## [Task to carry out]
Would you output all the entries below without altering a word?

Stored data
====

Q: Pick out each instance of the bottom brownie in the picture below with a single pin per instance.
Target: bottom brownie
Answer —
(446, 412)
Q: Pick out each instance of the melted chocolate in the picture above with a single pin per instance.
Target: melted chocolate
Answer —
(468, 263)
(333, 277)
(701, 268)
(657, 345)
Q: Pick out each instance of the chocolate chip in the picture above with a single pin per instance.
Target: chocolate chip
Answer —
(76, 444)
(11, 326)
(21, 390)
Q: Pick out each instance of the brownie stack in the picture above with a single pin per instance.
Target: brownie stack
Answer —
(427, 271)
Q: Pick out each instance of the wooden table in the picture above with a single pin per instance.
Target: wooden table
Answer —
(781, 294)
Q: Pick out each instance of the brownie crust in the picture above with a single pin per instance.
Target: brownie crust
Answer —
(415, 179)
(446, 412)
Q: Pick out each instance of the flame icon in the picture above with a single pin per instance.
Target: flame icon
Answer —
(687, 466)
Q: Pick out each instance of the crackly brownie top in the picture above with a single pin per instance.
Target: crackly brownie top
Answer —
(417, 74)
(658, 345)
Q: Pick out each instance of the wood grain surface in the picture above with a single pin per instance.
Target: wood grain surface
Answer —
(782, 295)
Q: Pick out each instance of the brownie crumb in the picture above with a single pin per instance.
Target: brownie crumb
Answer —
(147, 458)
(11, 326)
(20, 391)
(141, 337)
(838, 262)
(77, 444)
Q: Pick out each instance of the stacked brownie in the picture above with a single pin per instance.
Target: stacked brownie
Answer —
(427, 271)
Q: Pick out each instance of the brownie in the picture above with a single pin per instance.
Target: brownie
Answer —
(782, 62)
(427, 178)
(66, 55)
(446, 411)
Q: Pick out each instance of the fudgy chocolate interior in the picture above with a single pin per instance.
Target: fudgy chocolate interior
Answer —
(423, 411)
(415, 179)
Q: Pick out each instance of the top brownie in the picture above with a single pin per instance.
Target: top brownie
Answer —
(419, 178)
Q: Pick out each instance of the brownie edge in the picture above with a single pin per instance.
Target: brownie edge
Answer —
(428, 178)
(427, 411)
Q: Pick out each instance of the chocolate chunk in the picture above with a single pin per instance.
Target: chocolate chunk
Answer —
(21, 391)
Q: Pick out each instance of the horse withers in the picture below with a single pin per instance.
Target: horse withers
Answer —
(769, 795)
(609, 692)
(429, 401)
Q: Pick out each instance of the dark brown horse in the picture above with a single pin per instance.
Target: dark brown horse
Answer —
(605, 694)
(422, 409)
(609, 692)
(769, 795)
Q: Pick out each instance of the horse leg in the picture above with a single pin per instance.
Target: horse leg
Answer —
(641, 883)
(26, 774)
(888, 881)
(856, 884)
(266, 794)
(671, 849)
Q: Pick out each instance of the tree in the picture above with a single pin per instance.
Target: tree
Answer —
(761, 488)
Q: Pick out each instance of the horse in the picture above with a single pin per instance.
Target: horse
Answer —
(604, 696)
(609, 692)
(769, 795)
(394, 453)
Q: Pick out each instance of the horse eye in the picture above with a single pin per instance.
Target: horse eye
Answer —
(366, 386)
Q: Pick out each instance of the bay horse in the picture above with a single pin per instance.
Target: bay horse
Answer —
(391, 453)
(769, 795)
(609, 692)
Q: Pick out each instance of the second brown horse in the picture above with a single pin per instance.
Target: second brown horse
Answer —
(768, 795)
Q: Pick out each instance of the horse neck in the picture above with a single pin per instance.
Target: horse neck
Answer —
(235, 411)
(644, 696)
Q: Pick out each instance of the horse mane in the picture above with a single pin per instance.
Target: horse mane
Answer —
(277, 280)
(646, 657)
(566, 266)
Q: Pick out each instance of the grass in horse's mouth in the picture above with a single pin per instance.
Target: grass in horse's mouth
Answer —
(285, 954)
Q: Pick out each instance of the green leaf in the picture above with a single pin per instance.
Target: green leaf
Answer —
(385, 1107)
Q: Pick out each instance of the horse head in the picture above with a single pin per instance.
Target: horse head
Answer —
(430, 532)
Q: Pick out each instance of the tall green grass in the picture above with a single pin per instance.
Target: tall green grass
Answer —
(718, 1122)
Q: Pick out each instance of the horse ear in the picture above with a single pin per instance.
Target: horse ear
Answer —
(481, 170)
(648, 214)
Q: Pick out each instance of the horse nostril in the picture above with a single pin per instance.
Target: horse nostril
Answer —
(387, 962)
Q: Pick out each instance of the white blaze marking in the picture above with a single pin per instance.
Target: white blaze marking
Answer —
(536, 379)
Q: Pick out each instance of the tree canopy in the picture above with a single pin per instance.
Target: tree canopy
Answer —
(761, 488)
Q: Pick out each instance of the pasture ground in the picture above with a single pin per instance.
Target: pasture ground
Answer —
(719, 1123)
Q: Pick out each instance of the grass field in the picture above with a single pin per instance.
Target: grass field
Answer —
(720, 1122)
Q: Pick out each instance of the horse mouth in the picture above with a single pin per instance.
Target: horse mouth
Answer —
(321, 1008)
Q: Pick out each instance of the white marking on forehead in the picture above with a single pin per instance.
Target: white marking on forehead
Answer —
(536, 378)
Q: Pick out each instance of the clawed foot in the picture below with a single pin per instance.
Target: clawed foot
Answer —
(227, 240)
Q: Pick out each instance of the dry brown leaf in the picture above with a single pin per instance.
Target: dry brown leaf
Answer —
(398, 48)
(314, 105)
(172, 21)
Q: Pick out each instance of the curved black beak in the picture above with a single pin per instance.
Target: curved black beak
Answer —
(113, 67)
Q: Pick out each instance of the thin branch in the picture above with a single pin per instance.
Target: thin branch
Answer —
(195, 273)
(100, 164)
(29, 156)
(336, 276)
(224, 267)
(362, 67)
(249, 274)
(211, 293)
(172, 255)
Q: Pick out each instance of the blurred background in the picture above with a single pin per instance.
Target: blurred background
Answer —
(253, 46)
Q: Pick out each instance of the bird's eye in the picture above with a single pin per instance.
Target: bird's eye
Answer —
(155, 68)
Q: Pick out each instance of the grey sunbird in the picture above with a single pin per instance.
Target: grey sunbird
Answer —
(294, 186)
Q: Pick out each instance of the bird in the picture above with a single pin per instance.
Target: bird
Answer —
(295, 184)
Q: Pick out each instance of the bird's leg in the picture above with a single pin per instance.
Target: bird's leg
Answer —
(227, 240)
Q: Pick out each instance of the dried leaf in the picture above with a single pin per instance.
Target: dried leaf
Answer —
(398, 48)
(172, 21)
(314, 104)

====

## [Response area]
Q: Pick out each instance of the bottom brownie in the picture below with a single pin per instance.
Target: bottom brownie
Answer —
(446, 412)
Q: Pick out each instance of the melted chocolate in the picture above with a single pin per instance.
Target: melted chocolate
Answer —
(468, 263)
(333, 277)
(701, 268)
(657, 345)
Q: Pick out each instance of the chocolate chip in the picture above with a single pin per instance.
Target: chocolate chip
Answer —
(76, 444)
(11, 326)
(21, 390)
Q: Pick out each instance of the brownie stack in the picture above with a single pin per instance.
Target: brownie stack
Answer —
(427, 271)
Q: Pick out each instance of the wooden table in the picture above with a single pin per instance.
Target: wooden table
Answer —
(781, 294)
Q: Pick out each instance of the brownie crust in the picture above with a single pin per instance.
Target: brownie crust
Answer —
(415, 179)
(446, 412)
Q: Pick out each instance of the flame icon in the picture above with a single pin per instance.
Target: flame icon
Answer —
(687, 466)
Q: Pick out each instance of the crackly brownie top in the picture above with a single pin per instance.
Target: crackly brownie top
Answer —
(417, 74)
(658, 345)
Q: Pick out each instance of the wood grain surface in the picture above with a single pin per instance.
Target: wood grain surface
Answer —
(782, 295)
Q: Pick out each instance of the brownie crumb in the picture above with a single pin per instance.
Target: brownie crumb
Answer —
(147, 458)
(11, 326)
(20, 391)
(141, 337)
(838, 262)
(77, 444)
Q: Pick out each instance of the stacked brownie in the picture above with a single pin per instance.
Target: stacked brownie
Answer —
(427, 271)
Q: Pick out each instance of the brownie in the picture above with a single pin per instance.
Target: brownie
Answer —
(782, 62)
(427, 178)
(66, 55)
(446, 411)
Q: Pick out each instance of the fudgy chocolate interior in the picture above with a single pin per instance.
Target: fudgy chocolate interior
Answer —
(423, 411)
(415, 179)
Q: Pick out each instance of the top brownie in the picture above with a single pin per instance.
Target: top brownie
Answer —
(419, 178)
Q: Pick out each instance of the brownie edge in the picture above with a single pin per instance.
Target: brownie edge
Answer —
(428, 178)
(427, 411)
Q: Pick out each instance of the chocolate chunk in the picture above with a single pin per instance.
Target: chocolate chunk
Answer —
(21, 391)
Q: Pick out each instance of the horse withers in the picture below with a single pin per instance.
Target: horse withers
Answer —
(769, 795)
(609, 692)
(429, 401)
Q: Pick out each instance of the dark brown horse in the picture above with a single pin per instance.
Target: dark brown horse
Answer —
(605, 694)
(422, 409)
(609, 692)
(769, 795)
Q: Pick out each instance of the horse leg in the picture above with a single pin per instance.
Target: horse leg
Answer —
(641, 883)
(26, 774)
(888, 881)
(856, 884)
(266, 794)
(671, 849)
Q: Pick out each instance of the tree in the picture above with a single pin per instance.
Target: tree
Answer —
(761, 488)
Q: Pick out each instance of the horse in the picture above with a single pin per instance.
Target: horse
Answer —
(604, 696)
(609, 692)
(769, 795)
(394, 453)
Q: Pick out each instance of the horse eye in the picture above with a single pin per instance.
Target: horse eye
Answer —
(366, 386)
Q: Pick out each instance of the bay horse in the picture above with a single pin per instance.
Target: bay horse
Answer —
(391, 453)
(769, 795)
(609, 692)
Q: Pick out each instance of the second brown horse in the picture above with a single pin per instance.
Target: second brown horse
Answer —
(768, 795)
Q: Pick out each instance of the horse neck in the picture above with a single pin per instance.
Target: horse neck
Answer —
(235, 411)
(644, 696)
Q: Pick out each instance of the horse mane in the picture above with a single pin per instance.
Target: horse mane
Answer —
(277, 280)
(646, 657)
(566, 266)
Q: Pick out each instance of the grass in horse's mouth in the picture above with a single pin per instance.
Target: grass in horse's mouth
Answer —
(285, 954)
Q: Pick out each instance of the green leaf in the picture above with a single pin per instance.
Target: green leaf
Answer —
(385, 1107)
Q: Pick out each instance of the horse head in the picture above with a single pin per instance.
Target: horse head
Answer —
(430, 532)
Q: Pick out each instance of the tall green grass in the picture above with a single pin per instance.
Target: tall green grass
Answer —
(718, 1122)
Q: Pick out each instance of the horse ear in the picture above with a single pin per instance.
Target: horse ear
Answer —
(481, 170)
(648, 214)
Q: Pick out each instance of the horse nostril in the picture above with a single pin per instance.
Target: horse nostril
Answer —
(387, 962)
Q: Pick out each instance of the white blaze marking in the picture above with a single pin per instance.
Target: white blaze marking
Answer —
(536, 379)
Q: Pick out each instance of the tree canopy in the picture above with a single pin per instance.
Target: tree canopy
Answer —
(761, 488)
Q: Pick out each instance of the pasture ground in the picture above with a single pin per instance.
Target: pasture ground
Answer —
(719, 1123)
Q: Pick out each instance of the grass field in the picture above with a single pin per instance.
Target: grass field
Answer —
(720, 1122)
Q: Pick out each instance of the horse mouth in the picture above with a single pin per instance.
Target: horse mouth
Answer —
(321, 1008)
Q: Pick out each instance of the white marking on forehead in the picture above with a single pin per instance.
Target: white marking on forehead
Answer —
(536, 378)
Q: Pick out each instance of the clawed foot in the picture below with a single pin per instance.
Target: clawed foot
Answer —
(227, 240)
Q: Pick out each instance of the dry brown leaf in the picture above with a single pin per instance.
Target: dry brown leaf
Answer —
(398, 48)
(314, 105)
(172, 21)
Q: Pick out each instance of the curved black beak in the picture above with a single pin per instance.
Target: curved black beak
Answer —
(113, 67)
Q: Pick out each instance of the thin branch in the picture above with a single pin per instance.
Target: thin branch
Answer —
(195, 273)
(100, 164)
(29, 156)
(336, 276)
(224, 267)
(362, 67)
(249, 274)
(211, 293)
(172, 255)
Q: Pick out each instance of the blurred background in the picture above with a single pin per instance.
Target: blurred background
Answer —
(253, 46)
Q: Pick out each instance of the bird's eye in the picture above with a single pin per instance.
Target: bird's eye
Answer —
(155, 68)
Q: Pick out each instance of the grey sunbird in the picture above with a single pin per instance.
Target: grey sunbird
Answer —
(294, 186)
Q: Pick out each instance of the bird in the picture above with a single pin per instance.
Target: bird
Answer —
(295, 184)
Q: Pick out each instance of the bird's leg in the picture above with a single pin per instance.
Target: bird's leg
Answer —
(227, 240)
Q: Pick out each instance of the dried leaf in the picture above with a single pin per instance.
Target: dried leaf
Answer —
(398, 48)
(172, 21)
(314, 104)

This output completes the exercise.